**OBJETIVO 1:** Disponha em lista numerada todas as linhas de marcação da posição de objetos, deixando de fora as linhas em branco. Não inclua as imagens na resposta.

== TEXTO FORNECIDO

Por Karla Maria | Comunicação Rede Jubileu Sul Brasil
Em maio, a dívida pública bruta atingiu 77% do Produto Interno Bruto (PIB), o equivalente a R$ 5,133 trilhões, conforme dados do Banco Central (BC). Ela abrange empréstimos contraídos pelo Estado junto a
instituições financeiras públicas ou privadas, no mercado financeiro interno ou externo, bem como junto a empresas, organismos nacionais e internacionais, pessoas ou outros governos.
Pouco mencionada e debatida pelos candidatos à Presidência da República, as decisões em torno da Dívida Pública Brasileira podem ditar as prioridades de um próximo governo e as consequências na vida de cada cidadão e cidadã.
O que é Dívida Pública e como ela impacta na sua vida? Deve-se ou não realizar uma autoria? Quais são as propostas dos candidatos e candidatas ao Planalto para os próximos quatros anos em relação à ela? O sociólogo e professor da Universidade Federal de Rondônia, Luis Fernando Novoa Garzon, responde estas e outras perguntas na entrevista a seguir. Novoa é também membro da Rede Jubileu Sul Brasil.
Como a Dívida Pública afeta os cidadãos brasileiros na prática, no dia a dia?
Na medida em que o mercado da dívida esvazia a democracia e virtualiza direitos, não se mantém nem a perspectiva de cidadania. Todos os bens e serviços que permitem pleitear essa mínima condição de equidade, estão sendo contabilizados como “despesas inviáveis”. A forma artificial de expansão da dívida pública no Brasil mede o grau de comprometimento da burguesia interna e do Estado frente às injunções do oligopólio financeiro global. Dívida pública significa transferir prerrogativas públicas que dizem respeito ao cotidiano de cada um a um punhado de bancos e fundos de investimento. A espiral que precariza o mundo do trabalho e devasta os territórios, tem seu centro na dívida pública. Isso quer dizer que ela é um saldo mais que numérico, é um saldo indica o potencial de novas espoliações por fazer e por cobrar. É preciso perceber a origem sistêmica dessas ofensivas para responder no mesmo nível.

====

**OBJETIVO 2:**
Responda com base no texto sobre a dívida pública:
(a) Em maio, a dívida pública bruta atingiu que percentual do PIB?
(b) De qual universidade Luis Fernando Novoa Garzon é professor?
(c) Na resposta de Novoa, a quem a dívida pública transfere prerrogativas públicas?

== DADOS DE ENTRADA

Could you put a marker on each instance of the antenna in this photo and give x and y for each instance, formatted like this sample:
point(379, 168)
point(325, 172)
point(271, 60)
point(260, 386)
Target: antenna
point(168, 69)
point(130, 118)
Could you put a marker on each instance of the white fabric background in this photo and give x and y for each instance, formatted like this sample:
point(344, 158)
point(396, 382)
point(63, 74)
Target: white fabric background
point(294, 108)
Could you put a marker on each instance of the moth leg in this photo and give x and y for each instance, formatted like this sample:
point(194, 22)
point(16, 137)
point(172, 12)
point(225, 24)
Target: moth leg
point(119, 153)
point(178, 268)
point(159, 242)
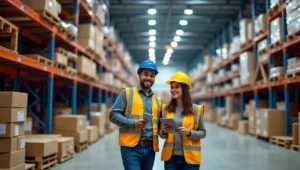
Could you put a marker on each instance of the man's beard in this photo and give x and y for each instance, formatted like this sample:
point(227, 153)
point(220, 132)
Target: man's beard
point(146, 84)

====

**RESPOSTA COMPLETA 1:**
1. Could you put a marker on each instance of the antenna in this photo and give x and y for each instance, formatted like this sample:
2. point(379, 168)
3. point(325, 172)
4. point(271, 60)
5. point(260, 386)
6. Target: antenna
7. point(168, 69)
8. point(130, 118)
9. Could you put a marker on each instance of the white fabric background in this photo and give x and y for each instance, formatted like this sample:
10. point(344, 158)
11. point(396, 382)
12. point(63, 74)
13. Target: white fabric background
14. point(294, 108)
15. Could you put a marker on each instance of the moth leg in this photo and give x and y for each instance, formatted like this sample:
16. point(194, 22)
17. point(16, 137)
18. point(172, 12)
19. point(225, 24)
20. Target: moth leg
21. point(119, 153)
22. point(178, 268)
23. point(159, 242)
24. Could you put a marker on each instance of the man's beard in this photo and give x and y for each instance, formatted like this sample:
25. point(227, 153)
26. point(220, 132)
27. Target: man's beard
28. point(146, 84)

**RESPOSTA COMPLETA 2:**
(a) 77% do PIB.
(b) Da Universidade Federal de Rondônia.
(c) A um punhado de bancos e fundos de investimento.